Set down the full listing that follows, word for word.

———

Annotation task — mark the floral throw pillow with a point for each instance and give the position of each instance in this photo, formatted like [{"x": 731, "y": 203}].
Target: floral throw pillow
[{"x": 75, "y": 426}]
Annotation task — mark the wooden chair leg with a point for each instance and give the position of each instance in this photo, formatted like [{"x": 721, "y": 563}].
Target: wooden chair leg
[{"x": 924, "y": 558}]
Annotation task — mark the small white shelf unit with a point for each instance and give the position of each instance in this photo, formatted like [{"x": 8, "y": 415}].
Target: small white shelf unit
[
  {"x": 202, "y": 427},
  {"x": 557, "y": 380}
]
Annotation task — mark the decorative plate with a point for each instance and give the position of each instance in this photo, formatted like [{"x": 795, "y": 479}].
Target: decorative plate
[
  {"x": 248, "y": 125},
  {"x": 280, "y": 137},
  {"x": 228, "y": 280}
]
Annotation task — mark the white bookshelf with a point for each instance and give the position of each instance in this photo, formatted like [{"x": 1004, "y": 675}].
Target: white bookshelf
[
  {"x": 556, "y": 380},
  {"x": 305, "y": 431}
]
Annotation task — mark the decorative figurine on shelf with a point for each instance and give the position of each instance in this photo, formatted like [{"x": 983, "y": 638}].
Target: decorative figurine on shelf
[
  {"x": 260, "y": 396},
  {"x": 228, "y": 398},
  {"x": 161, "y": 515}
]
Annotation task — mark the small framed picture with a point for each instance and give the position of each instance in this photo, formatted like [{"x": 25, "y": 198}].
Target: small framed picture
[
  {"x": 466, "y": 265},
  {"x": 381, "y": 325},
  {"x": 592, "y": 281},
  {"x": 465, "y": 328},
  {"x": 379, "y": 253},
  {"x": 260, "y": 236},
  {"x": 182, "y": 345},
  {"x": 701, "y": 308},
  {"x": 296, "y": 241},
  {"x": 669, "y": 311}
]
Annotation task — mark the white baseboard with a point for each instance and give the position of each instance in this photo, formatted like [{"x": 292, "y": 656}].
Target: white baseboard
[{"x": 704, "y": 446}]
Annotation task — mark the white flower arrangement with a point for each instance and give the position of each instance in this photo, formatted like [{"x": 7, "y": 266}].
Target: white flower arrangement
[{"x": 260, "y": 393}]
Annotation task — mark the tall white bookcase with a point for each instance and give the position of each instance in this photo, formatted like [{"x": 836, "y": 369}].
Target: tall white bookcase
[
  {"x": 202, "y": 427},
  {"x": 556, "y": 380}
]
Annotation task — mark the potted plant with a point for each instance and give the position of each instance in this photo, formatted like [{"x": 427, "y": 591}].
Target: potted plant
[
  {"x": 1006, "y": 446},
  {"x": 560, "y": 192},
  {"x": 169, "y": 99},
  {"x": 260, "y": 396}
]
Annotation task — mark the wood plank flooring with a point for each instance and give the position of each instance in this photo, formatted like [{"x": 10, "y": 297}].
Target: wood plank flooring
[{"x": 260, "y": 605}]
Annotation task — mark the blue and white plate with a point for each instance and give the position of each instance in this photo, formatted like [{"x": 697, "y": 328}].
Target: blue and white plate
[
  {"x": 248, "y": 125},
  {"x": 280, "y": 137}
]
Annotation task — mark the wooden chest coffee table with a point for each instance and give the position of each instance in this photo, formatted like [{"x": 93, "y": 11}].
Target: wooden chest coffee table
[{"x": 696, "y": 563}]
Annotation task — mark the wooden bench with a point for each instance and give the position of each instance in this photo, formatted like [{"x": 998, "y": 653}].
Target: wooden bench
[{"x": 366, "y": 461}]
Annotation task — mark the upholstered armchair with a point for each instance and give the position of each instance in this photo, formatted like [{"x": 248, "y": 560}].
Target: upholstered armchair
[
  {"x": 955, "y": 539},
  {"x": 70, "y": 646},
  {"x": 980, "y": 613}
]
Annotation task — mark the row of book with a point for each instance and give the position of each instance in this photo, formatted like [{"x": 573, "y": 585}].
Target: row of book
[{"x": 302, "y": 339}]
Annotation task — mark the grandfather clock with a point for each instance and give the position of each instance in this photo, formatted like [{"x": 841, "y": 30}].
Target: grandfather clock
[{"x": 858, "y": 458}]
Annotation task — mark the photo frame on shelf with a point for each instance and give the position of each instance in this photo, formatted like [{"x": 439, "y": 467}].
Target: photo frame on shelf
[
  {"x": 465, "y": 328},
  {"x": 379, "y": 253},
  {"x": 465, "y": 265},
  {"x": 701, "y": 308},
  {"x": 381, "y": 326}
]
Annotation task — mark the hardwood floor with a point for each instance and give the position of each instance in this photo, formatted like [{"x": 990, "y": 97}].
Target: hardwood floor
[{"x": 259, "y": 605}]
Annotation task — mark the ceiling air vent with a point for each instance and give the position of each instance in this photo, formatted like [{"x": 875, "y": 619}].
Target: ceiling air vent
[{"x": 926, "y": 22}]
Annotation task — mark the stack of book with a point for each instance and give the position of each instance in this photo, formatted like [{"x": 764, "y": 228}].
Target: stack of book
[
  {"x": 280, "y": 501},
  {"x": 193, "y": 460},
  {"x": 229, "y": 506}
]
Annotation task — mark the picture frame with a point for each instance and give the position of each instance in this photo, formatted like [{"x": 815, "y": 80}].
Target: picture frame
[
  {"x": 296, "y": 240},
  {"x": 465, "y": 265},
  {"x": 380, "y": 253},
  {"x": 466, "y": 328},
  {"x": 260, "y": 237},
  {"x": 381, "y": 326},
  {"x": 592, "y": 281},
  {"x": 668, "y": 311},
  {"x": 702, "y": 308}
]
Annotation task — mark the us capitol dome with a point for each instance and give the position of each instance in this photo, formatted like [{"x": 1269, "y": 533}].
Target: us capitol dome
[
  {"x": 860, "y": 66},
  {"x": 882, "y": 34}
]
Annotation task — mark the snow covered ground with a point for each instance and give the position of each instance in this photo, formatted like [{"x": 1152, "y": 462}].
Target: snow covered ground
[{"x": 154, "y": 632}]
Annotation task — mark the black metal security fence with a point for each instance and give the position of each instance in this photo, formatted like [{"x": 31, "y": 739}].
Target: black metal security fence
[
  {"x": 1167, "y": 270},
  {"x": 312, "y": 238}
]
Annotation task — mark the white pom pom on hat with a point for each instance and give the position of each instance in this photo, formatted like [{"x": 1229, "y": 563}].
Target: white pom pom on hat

———

SOLUTION TO THIS TASK:
Annotation task — mark the floral throw pillow with a point for each instance and give the position of each instance in this photo, formatted like [{"x": 731, "y": 203}].
Target: floral throw pillow
[{"x": 75, "y": 426}]
Annotation task — mark the wooden chair leg with a point for each instance and give the position of each instance in this photo, formatted like [{"x": 721, "y": 563}].
Target: wooden chair leg
[{"x": 924, "y": 558}]
Annotation task — mark the small white shelf unit with a point for each instance and give the position of each instance in this photo, formatted like [{"x": 8, "y": 415}].
Target: small white shelf unit
[
  {"x": 202, "y": 427},
  {"x": 557, "y": 380}
]
Annotation task — mark the decorative plate with a point for each instance and give the position of each instance in this photo, formatted like [{"x": 795, "y": 479}].
Target: decorative plate
[
  {"x": 248, "y": 125},
  {"x": 280, "y": 137},
  {"x": 228, "y": 280}
]
Annotation task — mark the white bookshelf with a point for each instance and give the position of each instance in this photo, formatted like [{"x": 1004, "y": 675}].
Target: white bookshelf
[
  {"x": 556, "y": 380},
  {"x": 305, "y": 431}
]
Annotation task — mark the decorative figurine on shelf with a point for each instance and give the position of each instance in this photo, formatted like [{"x": 983, "y": 638}].
Target: decorative figurine on shelf
[
  {"x": 260, "y": 396},
  {"x": 228, "y": 398},
  {"x": 161, "y": 515}
]
Annotation task — mark the small framed picture with a point for each instance and give the position of each instance in this photo, formatted like [{"x": 25, "y": 198}].
Target: small framed picture
[
  {"x": 466, "y": 265},
  {"x": 381, "y": 325},
  {"x": 592, "y": 281},
  {"x": 465, "y": 328},
  {"x": 379, "y": 253},
  {"x": 260, "y": 236},
  {"x": 182, "y": 345},
  {"x": 701, "y": 308},
  {"x": 296, "y": 241},
  {"x": 669, "y": 311}
]
Annotation task — mark the white baseboard with a point for each instance and give the position of each instance in this photo, formatted like [{"x": 292, "y": 656}].
Target: white baseboard
[{"x": 704, "y": 446}]
Annotation task — mark the white flower arrangement with a point for each instance and give the position of each instance in this photo, formatted like [{"x": 7, "y": 266}].
Target: white flower arrangement
[{"x": 260, "y": 393}]
Annotation task — mark the tall white bookcase with a point for each instance and give the position of each instance in this photo, formatted like [{"x": 836, "y": 369}].
Target: tall white bookcase
[
  {"x": 202, "y": 427},
  {"x": 556, "y": 380}
]
Annotation task — mark the potted plant with a point for each instance and give the position of each instance in this photo, formatted like [{"x": 427, "y": 591}].
Target: potted plant
[
  {"x": 1006, "y": 446},
  {"x": 560, "y": 192},
  {"x": 169, "y": 99},
  {"x": 260, "y": 396}
]
Annotation task — mark the wood plank flooring with a point for each instance and give the position of each instance in this photo, formatted like [{"x": 10, "y": 297}].
Target: wood plank flooring
[{"x": 260, "y": 605}]
Annotation task — mark the blue and white plate with a point for each instance and give the position of each instance in this photo, formatted like [{"x": 697, "y": 328}].
Target: blue and white plate
[
  {"x": 248, "y": 125},
  {"x": 280, "y": 137}
]
Annotation task — mark the wooden chest coffee table with a point for each instance and give the position of each instance in this photo, formatted like [{"x": 93, "y": 11}].
Target: wooden chest coffee table
[{"x": 696, "y": 563}]
Annotation task — mark the wooden bench with a point for each instance and give the position of each instance in this photo, formatted like [{"x": 998, "y": 653}].
Target: wooden bench
[{"x": 366, "y": 461}]
Annotation task — mark the upholstered armchair with a point for each instance and give the position of each instance in this photo, formatted like [{"x": 248, "y": 560}].
Target: upholstered armchair
[
  {"x": 955, "y": 539},
  {"x": 70, "y": 646},
  {"x": 980, "y": 613}
]
Annotation task — mark the row of book with a point for each instance and give the position of each instance in this photo, formatted like [{"x": 573, "y": 585}].
Target: row of book
[{"x": 302, "y": 339}]
Annotation task — mark the grandfather clock with a point for each instance and give the position of each instance in this photo, formatted like [{"x": 841, "y": 30}].
Target: grandfather clock
[{"x": 858, "y": 458}]
Annotation task — mark the photo frame on shelf with a point for each instance and give the position of each instance in this photo, formatted like [{"x": 439, "y": 467}].
Target: photo frame on shelf
[
  {"x": 465, "y": 328},
  {"x": 379, "y": 253},
  {"x": 465, "y": 265},
  {"x": 701, "y": 308},
  {"x": 381, "y": 326}
]
Annotation task — mark the hardwood floor with a point for each instance and give the position of each instance in this photo, formatted like [{"x": 990, "y": 97}].
Target: hardwood floor
[{"x": 259, "y": 605}]
Annotation task — mark the ceiling air vent with a point for each instance and give the position of each instance in this photo, formatted like [{"x": 875, "y": 619}].
Target: ceiling air vent
[{"x": 926, "y": 22}]
Annotation task — mark the stack of book with a point for each instance and give the position of each instance in this photo, formatted like [{"x": 764, "y": 228}].
Target: stack of book
[
  {"x": 280, "y": 501},
  {"x": 193, "y": 460},
  {"x": 229, "y": 506}
]
Annotation task — mark the picture frame with a point for each instance and give the position of each instance in this photo, formatted like [{"x": 815, "y": 80}].
Target: picture frame
[
  {"x": 296, "y": 240},
  {"x": 465, "y": 265},
  {"x": 380, "y": 253},
  {"x": 466, "y": 328},
  {"x": 260, "y": 237},
  {"x": 381, "y": 326},
  {"x": 592, "y": 281},
  {"x": 668, "y": 311},
  {"x": 702, "y": 308}
]
Annotation task — mark the us capitol dome with a point for each instance and give the position of each instance in this photo, formatted like [{"x": 1269, "y": 533}].
Target: us capitol dome
[
  {"x": 860, "y": 66},
  {"x": 882, "y": 34}
]
Annotation task — mark the snow covered ground with a point for each instance and give the position of each instance in this photo, formatted like [{"x": 1152, "y": 462}].
Target: snow covered ground
[{"x": 154, "y": 632}]
Annotation task — mark the black metal security fence with a point for each instance and give the position of each instance in this photo, formatted like [{"x": 31, "y": 739}].
Target: black metal security fence
[
  {"x": 1167, "y": 270},
  {"x": 312, "y": 238}
]
Annotation task — mark the white pom pom on hat with a point for each instance and give the position of each instance in this photo, formatted like [{"x": 1229, "y": 563}].
Target: white pom pom on hat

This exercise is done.